[Start of section]

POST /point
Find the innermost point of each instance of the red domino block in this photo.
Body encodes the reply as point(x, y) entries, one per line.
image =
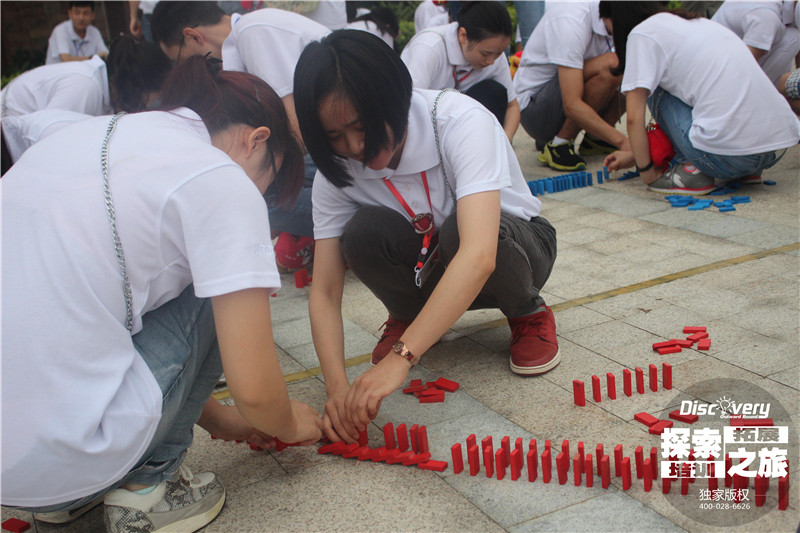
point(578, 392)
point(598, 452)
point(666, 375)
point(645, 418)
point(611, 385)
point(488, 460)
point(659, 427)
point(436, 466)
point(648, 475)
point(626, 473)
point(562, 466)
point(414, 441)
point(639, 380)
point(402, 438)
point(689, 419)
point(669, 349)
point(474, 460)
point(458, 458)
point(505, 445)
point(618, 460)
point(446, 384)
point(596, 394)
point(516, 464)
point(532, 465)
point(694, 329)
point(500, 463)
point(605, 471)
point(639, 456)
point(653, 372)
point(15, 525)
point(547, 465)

[End of section]
[Start of section]

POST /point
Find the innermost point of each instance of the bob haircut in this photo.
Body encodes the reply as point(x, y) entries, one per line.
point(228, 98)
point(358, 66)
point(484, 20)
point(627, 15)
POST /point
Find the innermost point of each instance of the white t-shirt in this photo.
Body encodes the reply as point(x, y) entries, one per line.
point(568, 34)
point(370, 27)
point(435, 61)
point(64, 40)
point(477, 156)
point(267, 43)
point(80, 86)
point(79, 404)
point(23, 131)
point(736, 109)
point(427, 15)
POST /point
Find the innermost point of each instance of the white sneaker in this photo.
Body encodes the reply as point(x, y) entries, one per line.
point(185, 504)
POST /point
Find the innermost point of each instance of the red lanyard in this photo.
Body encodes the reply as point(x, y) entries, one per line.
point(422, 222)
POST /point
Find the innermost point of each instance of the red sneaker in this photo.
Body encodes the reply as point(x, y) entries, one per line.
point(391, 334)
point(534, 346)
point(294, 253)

[End of section]

[ASSIGNMENT]: Please find all lines of the entries that hold the string "each" and copy them.

[RESULT FOR THIS TASK]:
Find the innermost point of each instance of the red domino block in this photo.
Find the innermost point of each instance of the bob haircut in this photo.
Find the innermost point of each instance of the white t-shirt in this photo.
Find the innermost point of each instance of the white sneaker in this photo.
Find the innermost point of each instance of the red lanyard in this photo.
Find the innermost point of each instance of the red sneaker in this photo.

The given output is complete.